**Your instructions**
Give again, exactly as written, each line of the material below starting at the line that contains "Query: wicketkeeper in white kit" and ending at the line that contains "Emit one marker per instance in this form: [(273, 49)].". Both ends count, and no other line does.

>>>>>

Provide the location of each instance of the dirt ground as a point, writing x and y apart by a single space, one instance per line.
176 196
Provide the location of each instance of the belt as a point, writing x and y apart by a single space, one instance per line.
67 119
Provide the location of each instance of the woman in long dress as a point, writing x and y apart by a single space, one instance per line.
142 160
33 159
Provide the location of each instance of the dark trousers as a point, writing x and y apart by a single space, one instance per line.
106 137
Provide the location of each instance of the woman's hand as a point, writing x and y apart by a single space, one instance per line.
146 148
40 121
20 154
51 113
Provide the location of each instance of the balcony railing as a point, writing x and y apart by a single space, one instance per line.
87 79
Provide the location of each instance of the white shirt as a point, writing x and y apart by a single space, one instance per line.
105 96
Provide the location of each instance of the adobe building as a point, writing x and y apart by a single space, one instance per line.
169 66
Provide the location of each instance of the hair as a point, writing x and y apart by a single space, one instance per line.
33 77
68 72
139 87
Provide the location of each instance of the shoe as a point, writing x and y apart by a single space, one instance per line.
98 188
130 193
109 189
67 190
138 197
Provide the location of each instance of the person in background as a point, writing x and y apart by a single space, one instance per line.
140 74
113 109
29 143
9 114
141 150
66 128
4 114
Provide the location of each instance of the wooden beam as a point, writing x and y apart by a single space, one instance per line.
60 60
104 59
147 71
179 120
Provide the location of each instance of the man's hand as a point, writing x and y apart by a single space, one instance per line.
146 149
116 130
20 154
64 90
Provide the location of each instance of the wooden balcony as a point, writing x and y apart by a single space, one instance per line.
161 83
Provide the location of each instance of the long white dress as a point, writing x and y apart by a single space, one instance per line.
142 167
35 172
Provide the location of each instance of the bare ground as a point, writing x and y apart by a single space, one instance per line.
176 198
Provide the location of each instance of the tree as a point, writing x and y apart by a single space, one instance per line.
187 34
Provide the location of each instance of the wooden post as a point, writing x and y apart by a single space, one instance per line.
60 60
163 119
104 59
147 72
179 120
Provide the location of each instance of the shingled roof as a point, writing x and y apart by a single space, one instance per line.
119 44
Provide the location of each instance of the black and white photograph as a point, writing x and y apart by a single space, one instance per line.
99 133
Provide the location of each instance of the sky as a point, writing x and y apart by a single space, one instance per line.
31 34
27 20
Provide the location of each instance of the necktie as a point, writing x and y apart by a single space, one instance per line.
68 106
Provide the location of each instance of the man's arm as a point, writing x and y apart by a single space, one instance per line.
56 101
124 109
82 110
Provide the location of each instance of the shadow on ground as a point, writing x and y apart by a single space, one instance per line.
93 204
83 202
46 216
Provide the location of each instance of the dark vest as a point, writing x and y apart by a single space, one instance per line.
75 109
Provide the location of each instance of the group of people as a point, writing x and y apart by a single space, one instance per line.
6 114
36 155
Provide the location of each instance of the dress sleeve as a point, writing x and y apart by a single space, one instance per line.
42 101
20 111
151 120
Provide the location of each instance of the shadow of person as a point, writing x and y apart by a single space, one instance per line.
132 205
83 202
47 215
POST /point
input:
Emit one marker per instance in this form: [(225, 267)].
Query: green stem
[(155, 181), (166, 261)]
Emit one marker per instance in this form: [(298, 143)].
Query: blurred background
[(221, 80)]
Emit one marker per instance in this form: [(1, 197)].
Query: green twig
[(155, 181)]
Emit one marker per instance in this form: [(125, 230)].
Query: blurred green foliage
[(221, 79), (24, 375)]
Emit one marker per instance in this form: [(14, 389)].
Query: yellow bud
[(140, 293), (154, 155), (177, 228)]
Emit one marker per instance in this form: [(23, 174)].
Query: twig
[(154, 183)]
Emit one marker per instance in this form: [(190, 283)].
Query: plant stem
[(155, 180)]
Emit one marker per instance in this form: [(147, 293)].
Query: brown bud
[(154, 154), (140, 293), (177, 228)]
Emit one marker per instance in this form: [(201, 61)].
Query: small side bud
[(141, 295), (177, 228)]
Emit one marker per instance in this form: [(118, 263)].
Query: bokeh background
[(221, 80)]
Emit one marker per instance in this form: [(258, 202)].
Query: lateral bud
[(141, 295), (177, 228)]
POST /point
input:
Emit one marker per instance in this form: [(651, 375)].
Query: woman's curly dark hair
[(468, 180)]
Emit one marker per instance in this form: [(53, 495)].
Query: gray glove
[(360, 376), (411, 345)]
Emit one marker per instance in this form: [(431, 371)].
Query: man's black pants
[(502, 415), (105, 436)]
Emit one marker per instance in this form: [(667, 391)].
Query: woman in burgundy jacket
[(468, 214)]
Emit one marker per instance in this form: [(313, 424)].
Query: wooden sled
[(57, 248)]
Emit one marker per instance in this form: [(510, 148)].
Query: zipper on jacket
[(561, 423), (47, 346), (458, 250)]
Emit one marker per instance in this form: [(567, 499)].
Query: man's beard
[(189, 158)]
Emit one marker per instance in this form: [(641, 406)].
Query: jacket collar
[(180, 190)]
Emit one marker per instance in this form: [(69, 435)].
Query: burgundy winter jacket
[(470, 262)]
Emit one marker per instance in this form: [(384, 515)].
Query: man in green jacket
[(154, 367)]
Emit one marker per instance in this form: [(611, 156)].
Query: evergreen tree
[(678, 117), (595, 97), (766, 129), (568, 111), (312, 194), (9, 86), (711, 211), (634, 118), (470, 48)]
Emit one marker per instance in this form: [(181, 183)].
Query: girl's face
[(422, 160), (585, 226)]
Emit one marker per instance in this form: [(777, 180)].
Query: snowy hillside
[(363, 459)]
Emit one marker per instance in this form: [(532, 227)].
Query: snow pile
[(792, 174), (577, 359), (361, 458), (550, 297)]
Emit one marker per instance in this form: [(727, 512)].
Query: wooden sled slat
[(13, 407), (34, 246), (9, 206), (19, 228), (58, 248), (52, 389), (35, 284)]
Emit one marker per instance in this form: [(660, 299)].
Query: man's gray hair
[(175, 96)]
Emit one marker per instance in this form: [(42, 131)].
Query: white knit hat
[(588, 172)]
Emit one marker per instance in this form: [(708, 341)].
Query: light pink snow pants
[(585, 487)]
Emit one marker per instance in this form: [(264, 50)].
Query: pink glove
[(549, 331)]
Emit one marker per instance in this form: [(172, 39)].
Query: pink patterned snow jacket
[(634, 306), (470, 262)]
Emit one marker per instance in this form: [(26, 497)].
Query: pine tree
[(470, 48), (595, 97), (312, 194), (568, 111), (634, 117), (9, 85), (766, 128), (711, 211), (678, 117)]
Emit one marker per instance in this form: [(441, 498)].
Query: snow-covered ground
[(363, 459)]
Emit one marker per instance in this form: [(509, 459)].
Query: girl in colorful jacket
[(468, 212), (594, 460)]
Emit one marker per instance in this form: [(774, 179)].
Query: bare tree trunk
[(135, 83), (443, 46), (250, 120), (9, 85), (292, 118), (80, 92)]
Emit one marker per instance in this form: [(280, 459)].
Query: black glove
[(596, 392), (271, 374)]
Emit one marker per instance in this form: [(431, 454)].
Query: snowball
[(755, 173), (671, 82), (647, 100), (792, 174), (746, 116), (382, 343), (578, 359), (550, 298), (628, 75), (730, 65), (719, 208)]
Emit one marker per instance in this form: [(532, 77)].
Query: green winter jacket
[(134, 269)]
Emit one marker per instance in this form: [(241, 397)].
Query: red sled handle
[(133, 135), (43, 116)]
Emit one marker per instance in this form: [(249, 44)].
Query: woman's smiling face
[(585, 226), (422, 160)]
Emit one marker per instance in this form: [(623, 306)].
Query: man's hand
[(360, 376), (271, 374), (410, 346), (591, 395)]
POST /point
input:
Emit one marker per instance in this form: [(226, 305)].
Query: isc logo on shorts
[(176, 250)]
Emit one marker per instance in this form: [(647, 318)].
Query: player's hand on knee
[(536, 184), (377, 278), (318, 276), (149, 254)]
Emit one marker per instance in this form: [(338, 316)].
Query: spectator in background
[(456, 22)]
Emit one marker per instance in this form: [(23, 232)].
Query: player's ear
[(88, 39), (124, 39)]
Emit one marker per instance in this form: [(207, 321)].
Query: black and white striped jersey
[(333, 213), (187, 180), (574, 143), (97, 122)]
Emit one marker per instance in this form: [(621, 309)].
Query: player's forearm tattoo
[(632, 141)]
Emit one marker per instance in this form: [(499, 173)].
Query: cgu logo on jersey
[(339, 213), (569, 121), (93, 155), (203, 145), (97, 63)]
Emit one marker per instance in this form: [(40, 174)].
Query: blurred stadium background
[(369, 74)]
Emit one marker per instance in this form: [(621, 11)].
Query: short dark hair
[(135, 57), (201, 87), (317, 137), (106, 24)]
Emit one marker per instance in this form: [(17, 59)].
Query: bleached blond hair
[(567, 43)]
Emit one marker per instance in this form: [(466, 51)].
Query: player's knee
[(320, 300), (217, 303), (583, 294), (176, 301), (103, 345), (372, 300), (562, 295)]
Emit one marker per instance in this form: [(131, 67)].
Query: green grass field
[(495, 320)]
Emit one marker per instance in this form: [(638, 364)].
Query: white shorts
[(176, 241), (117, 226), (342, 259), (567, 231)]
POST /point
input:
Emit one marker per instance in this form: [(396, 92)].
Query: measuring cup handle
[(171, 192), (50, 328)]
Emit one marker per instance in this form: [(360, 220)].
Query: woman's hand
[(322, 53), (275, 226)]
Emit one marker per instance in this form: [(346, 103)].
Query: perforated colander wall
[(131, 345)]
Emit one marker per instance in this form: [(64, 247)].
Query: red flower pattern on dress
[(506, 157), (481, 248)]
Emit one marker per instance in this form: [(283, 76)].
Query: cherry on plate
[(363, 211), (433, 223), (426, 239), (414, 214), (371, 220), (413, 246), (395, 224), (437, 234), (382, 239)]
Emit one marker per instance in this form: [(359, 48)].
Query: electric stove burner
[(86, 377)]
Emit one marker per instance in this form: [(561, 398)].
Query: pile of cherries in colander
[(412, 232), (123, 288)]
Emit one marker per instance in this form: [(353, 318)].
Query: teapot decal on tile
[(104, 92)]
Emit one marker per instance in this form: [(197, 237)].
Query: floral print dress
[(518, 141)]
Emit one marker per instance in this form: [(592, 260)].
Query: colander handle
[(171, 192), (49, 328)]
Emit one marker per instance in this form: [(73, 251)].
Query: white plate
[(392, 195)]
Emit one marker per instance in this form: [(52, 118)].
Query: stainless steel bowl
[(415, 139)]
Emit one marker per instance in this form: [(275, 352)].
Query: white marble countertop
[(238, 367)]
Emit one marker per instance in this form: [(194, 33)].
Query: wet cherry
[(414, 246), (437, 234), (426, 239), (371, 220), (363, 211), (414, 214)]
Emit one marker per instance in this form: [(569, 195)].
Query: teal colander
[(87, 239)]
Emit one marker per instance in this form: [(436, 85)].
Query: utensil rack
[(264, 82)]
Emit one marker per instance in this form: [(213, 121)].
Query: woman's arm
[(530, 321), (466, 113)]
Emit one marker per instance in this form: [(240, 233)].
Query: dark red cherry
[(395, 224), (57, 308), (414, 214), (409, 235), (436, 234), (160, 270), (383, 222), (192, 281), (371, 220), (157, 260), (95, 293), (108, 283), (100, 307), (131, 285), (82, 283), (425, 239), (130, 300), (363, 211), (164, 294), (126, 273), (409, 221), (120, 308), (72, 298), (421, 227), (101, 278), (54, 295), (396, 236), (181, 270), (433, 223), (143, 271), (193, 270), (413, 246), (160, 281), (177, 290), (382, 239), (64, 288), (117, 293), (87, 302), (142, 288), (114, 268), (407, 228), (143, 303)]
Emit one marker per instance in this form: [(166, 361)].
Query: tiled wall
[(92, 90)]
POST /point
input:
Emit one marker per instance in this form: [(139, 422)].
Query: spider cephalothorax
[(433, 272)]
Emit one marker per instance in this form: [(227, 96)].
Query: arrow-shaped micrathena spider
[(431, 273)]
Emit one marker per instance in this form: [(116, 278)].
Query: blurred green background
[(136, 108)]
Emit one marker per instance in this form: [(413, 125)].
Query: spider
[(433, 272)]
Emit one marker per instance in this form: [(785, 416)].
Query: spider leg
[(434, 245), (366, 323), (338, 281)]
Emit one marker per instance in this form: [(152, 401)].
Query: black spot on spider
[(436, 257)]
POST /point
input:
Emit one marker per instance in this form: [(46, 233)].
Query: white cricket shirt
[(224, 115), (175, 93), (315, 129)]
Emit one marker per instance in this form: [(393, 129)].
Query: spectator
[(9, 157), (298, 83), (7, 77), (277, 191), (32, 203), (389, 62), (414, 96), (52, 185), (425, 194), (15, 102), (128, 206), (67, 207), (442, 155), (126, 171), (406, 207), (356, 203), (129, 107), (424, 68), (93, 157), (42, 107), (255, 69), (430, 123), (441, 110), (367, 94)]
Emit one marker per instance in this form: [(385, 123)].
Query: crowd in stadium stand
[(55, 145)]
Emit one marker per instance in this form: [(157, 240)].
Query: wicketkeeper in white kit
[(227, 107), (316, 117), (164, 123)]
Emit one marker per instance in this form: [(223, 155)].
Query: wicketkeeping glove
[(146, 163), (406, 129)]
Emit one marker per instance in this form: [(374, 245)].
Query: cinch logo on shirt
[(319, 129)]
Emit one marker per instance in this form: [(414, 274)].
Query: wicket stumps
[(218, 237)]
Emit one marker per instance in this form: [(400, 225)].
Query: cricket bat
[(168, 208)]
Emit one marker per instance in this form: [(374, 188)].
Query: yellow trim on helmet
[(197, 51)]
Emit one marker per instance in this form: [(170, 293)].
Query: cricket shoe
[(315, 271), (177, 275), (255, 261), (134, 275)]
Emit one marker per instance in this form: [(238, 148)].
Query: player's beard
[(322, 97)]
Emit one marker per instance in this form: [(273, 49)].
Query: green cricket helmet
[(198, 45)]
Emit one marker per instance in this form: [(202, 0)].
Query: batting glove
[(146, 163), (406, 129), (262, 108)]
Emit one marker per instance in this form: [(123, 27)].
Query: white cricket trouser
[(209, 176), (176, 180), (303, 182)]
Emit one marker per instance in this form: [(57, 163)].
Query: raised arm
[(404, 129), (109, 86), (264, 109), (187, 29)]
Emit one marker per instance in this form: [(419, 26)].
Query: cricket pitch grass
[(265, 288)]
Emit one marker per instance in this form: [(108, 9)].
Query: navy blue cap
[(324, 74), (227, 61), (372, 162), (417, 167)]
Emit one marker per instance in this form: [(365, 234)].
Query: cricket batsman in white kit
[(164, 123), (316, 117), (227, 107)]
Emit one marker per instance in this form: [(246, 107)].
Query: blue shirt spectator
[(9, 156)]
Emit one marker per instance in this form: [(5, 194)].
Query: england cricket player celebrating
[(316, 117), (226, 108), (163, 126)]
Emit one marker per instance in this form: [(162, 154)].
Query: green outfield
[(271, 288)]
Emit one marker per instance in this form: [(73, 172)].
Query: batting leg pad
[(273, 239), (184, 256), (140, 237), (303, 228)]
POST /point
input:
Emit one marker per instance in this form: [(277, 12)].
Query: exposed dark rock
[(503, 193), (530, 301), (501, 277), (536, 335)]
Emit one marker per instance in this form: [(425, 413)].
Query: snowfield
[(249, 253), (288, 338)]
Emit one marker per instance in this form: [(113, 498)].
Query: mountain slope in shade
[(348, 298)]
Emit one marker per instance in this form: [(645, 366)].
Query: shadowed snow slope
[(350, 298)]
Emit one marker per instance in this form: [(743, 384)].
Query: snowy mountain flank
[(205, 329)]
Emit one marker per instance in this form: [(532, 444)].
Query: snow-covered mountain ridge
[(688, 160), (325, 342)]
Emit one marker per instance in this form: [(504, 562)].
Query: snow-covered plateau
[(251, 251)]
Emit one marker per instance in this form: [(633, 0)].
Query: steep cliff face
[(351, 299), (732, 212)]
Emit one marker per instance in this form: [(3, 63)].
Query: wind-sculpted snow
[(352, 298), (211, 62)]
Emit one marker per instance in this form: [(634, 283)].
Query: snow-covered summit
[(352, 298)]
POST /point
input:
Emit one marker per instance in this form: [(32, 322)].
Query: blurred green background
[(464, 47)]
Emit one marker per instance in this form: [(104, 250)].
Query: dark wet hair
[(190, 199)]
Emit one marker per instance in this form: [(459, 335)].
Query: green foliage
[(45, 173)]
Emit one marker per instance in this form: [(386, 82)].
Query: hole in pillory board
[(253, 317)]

<<<<<

**Response for this exercise**
Query: wicketkeeper in white kit
[(227, 107), (316, 117), (164, 123)]
Emit one marker per instance in this form: [(223, 155)].
Query: wicketkeeping glove
[(146, 163), (406, 129)]
Emit one marker per instance in this form: [(374, 245)].
Query: cinch logo on shirt
[(319, 129)]
Emit one marker per instance in this form: [(414, 274)].
Query: wicket stumps
[(218, 237)]
Emit one marker per instance in this form: [(400, 225)].
Query: cricket bat
[(168, 208)]
Emit one marker per instance in this form: [(374, 188)].
Query: yellow trim on helmet
[(197, 51)]
Emit one marker per instance in this form: [(170, 293)].
Query: cricket shoe
[(315, 271), (177, 275), (255, 261), (134, 275)]
Emit one marker per instance in this form: [(238, 148)].
Query: player's beard
[(322, 97)]
Emit one marker per instance in this form: [(273, 49)].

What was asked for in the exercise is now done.